DATA SECTION:
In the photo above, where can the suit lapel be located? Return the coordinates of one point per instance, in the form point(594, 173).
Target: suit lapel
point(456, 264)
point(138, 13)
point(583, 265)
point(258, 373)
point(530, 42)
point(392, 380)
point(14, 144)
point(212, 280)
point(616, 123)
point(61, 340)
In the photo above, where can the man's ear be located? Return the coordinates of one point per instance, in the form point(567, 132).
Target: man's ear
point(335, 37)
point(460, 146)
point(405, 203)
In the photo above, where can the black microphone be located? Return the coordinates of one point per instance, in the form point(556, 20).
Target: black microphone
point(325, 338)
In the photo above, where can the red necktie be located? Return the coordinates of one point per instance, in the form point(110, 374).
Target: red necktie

AIM OF THE EXERCISE: Rewrite the listing above, swapping every "Target" for "Label" and keeping everything else the same.

EXERCISE OUTPUT:
In the photo above, where can the suit lapel be located? Return the coordinates of one point per instance, in the form point(594, 173).
Label: suit lapel
point(456, 264)
point(138, 13)
point(583, 265)
point(258, 373)
point(530, 42)
point(392, 380)
point(14, 144)
point(212, 280)
point(616, 123)
point(61, 340)
In the photo above, where can the man's ear be located? Return the coordinates of one point per instance, in the form point(567, 132).
Label: man's ear
point(335, 37)
point(460, 146)
point(405, 203)
In the photo above, where can the black microphone be located? Return the coordinates of one point per instance, in the form point(556, 20).
Label: black microphone
point(325, 338)
In the photo above, where can the red necktie be located? Return the coordinates of one point per instance, in the form point(110, 374).
Label: red necktie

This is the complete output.